• **EXERCISE DESCRIPTION**:
Locate every line in the rows below that contains the string "marking" and copy each such line. Case counts.

=== TASK INPUTS ===

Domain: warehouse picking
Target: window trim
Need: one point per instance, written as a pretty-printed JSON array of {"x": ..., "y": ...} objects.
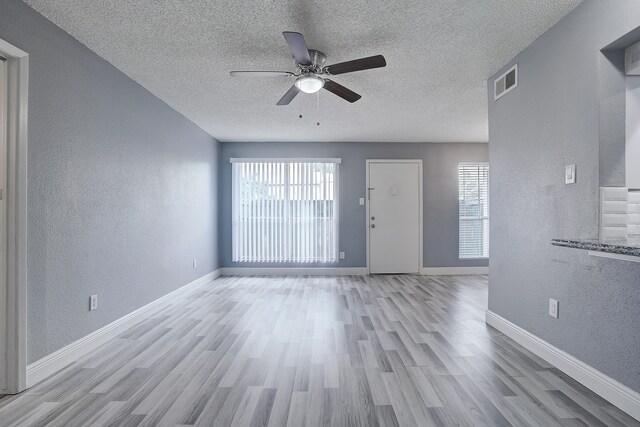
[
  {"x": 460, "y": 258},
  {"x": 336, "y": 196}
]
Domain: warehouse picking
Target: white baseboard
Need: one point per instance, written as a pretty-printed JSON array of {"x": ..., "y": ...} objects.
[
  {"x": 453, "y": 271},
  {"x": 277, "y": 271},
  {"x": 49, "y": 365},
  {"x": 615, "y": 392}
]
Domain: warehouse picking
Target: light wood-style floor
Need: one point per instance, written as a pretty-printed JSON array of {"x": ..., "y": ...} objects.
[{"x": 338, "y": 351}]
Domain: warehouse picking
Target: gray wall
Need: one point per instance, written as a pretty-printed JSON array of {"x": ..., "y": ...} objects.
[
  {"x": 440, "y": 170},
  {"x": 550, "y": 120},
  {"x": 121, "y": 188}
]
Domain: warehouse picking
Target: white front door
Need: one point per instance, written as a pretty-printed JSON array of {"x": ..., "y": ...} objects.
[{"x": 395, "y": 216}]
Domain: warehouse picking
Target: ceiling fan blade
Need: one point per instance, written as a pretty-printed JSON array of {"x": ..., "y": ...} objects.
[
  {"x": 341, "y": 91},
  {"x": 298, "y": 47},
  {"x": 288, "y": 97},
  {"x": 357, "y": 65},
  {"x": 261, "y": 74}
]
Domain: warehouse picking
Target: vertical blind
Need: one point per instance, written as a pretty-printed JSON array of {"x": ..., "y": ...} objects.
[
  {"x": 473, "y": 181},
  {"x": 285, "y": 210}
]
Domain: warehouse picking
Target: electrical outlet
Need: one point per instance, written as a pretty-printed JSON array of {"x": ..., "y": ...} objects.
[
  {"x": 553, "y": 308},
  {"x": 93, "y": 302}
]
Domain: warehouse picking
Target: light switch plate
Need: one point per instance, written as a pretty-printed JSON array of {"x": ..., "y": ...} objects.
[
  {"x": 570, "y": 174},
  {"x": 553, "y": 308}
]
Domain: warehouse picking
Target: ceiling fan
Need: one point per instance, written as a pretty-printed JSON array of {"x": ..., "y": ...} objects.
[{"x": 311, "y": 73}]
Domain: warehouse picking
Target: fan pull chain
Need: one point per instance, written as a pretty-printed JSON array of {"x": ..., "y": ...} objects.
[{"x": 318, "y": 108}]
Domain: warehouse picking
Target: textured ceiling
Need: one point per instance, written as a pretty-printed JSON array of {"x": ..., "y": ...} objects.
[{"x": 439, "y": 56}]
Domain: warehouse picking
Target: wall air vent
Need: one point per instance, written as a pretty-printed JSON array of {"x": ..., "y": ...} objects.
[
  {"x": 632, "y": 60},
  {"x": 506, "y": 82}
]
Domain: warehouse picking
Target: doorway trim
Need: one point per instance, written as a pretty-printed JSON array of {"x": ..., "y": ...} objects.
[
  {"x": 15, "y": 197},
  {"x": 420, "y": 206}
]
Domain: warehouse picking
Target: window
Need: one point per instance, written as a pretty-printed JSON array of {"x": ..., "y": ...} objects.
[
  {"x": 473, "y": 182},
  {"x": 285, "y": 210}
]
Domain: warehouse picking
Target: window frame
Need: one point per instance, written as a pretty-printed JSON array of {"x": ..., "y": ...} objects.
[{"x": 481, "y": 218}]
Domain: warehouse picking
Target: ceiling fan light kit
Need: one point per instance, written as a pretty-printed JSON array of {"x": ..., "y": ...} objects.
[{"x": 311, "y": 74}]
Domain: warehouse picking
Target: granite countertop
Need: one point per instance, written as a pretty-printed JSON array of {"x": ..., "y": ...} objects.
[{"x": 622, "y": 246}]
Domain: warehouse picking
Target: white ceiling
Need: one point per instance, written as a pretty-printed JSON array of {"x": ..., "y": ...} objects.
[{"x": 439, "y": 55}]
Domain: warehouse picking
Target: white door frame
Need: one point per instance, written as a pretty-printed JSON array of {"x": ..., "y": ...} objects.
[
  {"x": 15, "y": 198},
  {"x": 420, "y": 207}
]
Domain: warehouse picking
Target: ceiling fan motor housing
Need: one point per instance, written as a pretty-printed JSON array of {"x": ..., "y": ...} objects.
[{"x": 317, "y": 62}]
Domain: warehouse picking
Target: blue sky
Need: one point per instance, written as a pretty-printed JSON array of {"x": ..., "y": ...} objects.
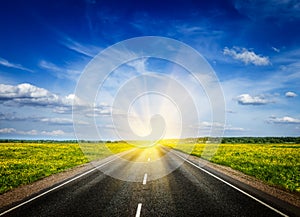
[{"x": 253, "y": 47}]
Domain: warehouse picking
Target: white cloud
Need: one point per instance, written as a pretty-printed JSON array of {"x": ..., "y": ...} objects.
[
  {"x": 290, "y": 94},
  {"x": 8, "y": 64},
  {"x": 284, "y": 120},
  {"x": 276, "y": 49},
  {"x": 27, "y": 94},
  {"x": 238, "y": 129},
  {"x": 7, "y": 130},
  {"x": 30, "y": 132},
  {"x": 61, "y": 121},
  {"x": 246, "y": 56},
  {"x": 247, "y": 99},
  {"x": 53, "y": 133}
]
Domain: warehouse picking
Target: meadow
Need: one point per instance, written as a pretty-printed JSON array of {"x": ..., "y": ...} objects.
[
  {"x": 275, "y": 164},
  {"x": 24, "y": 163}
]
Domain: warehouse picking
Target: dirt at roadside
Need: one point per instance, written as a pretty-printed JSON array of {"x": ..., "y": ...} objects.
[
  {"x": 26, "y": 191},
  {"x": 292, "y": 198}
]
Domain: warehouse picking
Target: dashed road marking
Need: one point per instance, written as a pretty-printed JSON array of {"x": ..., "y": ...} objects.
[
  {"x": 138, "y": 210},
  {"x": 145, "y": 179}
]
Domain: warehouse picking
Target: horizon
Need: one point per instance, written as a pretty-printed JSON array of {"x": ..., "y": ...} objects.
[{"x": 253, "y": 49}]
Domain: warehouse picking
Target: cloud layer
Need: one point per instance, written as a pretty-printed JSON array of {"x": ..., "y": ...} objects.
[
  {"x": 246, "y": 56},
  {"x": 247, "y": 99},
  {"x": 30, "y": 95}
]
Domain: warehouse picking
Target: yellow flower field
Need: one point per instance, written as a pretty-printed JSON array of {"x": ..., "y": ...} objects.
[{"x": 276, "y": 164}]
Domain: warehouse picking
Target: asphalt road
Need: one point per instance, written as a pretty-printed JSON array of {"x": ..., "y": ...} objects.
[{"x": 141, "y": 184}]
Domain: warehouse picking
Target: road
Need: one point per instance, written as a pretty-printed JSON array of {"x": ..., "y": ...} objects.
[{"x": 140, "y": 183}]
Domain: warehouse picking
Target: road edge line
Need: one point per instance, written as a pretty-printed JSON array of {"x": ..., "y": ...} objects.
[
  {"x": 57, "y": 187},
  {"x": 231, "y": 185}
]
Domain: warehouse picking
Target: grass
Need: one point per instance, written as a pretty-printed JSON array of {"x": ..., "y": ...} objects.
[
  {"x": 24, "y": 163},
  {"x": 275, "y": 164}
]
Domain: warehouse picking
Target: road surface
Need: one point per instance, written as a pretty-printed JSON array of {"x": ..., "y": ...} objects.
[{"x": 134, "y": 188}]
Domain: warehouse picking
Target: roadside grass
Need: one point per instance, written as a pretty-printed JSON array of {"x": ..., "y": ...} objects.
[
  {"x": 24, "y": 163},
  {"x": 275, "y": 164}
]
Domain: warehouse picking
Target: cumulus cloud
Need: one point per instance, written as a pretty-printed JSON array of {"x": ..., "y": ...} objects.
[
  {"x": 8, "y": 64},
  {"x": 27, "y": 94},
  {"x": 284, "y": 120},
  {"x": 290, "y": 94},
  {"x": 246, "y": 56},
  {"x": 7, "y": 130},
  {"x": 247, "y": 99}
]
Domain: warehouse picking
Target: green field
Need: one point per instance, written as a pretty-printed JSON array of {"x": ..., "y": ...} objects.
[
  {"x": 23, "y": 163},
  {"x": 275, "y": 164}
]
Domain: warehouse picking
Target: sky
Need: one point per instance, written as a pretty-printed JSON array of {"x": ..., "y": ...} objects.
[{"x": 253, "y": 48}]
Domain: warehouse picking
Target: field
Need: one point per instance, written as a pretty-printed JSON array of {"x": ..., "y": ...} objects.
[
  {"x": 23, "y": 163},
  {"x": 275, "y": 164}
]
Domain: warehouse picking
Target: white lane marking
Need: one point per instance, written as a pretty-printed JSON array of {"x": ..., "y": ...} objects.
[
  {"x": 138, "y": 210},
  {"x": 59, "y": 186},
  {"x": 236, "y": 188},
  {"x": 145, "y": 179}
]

===

• **EXERCISE ANSWER**:
Target: dashed road marking
Target: white lane marking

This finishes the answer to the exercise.